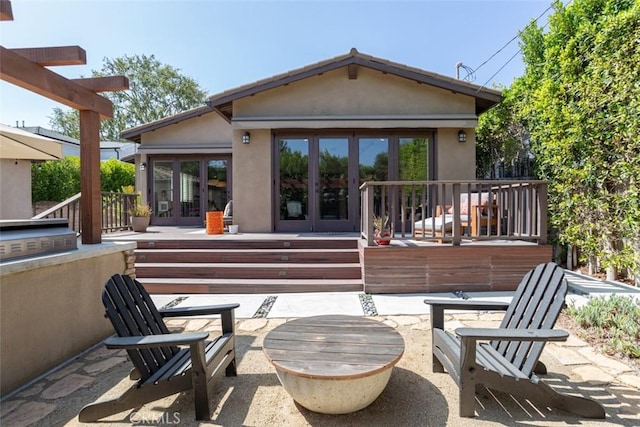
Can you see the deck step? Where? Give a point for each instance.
(249, 270)
(247, 255)
(247, 286)
(301, 243)
(241, 265)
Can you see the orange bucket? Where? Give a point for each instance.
(215, 223)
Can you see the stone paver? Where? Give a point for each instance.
(104, 365)
(28, 413)
(66, 386)
(34, 404)
(404, 320)
(593, 375)
(565, 355)
(632, 380)
(610, 365)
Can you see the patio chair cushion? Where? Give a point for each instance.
(477, 199)
(437, 222)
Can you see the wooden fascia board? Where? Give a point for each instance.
(52, 56)
(20, 71)
(104, 84)
(134, 134)
(6, 13)
(427, 79)
(271, 84)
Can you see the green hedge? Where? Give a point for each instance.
(57, 180)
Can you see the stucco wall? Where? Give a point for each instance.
(50, 309)
(372, 93)
(15, 183)
(456, 160)
(252, 182)
(208, 130)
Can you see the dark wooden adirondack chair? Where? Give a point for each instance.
(508, 362)
(161, 367)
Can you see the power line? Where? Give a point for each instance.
(507, 44)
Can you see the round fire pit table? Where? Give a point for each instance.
(333, 364)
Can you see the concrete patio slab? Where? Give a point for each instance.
(249, 303)
(315, 304)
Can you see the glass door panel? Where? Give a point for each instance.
(162, 173)
(293, 166)
(217, 184)
(189, 194)
(373, 159)
(413, 165)
(332, 183)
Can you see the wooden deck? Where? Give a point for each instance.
(186, 260)
(408, 267)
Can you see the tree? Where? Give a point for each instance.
(155, 91)
(57, 180)
(501, 138)
(581, 103)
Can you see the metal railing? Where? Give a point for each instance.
(115, 207)
(450, 211)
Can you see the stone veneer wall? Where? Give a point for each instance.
(51, 309)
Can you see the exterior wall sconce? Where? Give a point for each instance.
(462, 136)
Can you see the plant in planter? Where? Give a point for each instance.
(140, 216)
(382, 229)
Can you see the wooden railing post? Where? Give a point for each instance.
(542, 214)
(369, 191)
(457, 235)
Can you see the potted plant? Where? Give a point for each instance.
(382, 229)
(140, 216)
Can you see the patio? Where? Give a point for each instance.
(414, 395)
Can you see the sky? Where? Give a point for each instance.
(223, 44)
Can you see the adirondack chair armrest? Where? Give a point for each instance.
(197, 311)
(439, 306)
(512, 334)
(150, 341)
(467, 304)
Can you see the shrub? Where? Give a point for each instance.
(615, 320)
(57, 180)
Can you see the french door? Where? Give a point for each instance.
(317, 184)
(318, 176)
(182, 190)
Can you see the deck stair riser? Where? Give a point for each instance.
(254, 256)
(249, 266)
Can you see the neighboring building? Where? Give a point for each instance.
(18, 148)
(293, 149)
(71, 146)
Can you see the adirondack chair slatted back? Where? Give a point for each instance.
(536, 305)
(133, 313)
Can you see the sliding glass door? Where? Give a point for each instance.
(182, 190)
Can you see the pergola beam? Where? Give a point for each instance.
(55, 55)
(104, 84)
(6, 13)
(21, 72)
(25, 68)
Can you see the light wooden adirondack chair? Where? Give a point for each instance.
(161, 367)
(509, 361)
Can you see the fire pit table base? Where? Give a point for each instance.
(334, 364)
(335, 396)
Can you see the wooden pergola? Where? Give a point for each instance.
(26, 68)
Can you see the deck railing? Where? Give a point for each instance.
(114, 212)
(450, 211)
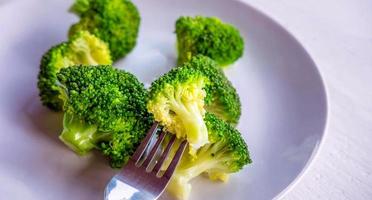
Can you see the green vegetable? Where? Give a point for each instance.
(222, 98)
(177, 103)
(114, 21)
(82, 48)
(208, 36)
(226, 153)
(105, 108)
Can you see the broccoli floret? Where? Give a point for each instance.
(114, 21)
(226, 153)
(104, 108)
(82, 48)
(80, 7)
(208, 36)
(222, 98)
(176, 100)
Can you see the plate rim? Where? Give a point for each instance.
(318, 147)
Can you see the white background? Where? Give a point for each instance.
(338, 36)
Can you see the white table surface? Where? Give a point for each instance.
(338, 36)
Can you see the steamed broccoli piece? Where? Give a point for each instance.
(222, 98)
(80, 7)
(176, 100)
(208, 36)
(104, 108)
(82, 48)
(225, 154)
(114, 21)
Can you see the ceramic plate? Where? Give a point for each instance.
(283, 100)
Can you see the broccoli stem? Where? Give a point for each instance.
(191, 116)
(78, 135)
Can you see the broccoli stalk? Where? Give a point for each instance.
(177, 102)
(104, 108)
(226, 153)
(78, 135)
(221, 96)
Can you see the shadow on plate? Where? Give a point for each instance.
(46, 122)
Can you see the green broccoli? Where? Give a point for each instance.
(114, 21)
(226, 153)
(208, 36)
(176, 100)
(104, 108)
(82, 48)
(222, 98)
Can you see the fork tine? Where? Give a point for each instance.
(154, 149)
(141, 148)
(172, 166)
(164, 155)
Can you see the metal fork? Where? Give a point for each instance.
(136, 181)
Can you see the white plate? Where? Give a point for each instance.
(284, 101)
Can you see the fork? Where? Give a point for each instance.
(137, 181)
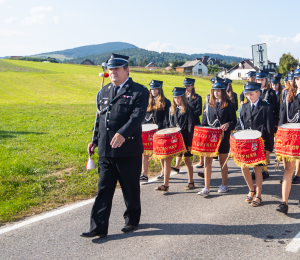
+===+
# EXERCISE OBJECTIVE
Locate every line in the data above that contains the string "stone", and copy each of those lines in full.

# SOLUTION FOR THIS TASK
Can you see the stone paver? Where? Give a point for each instance.
Can you see the stone veneer wall? Where? Give a point for each instance.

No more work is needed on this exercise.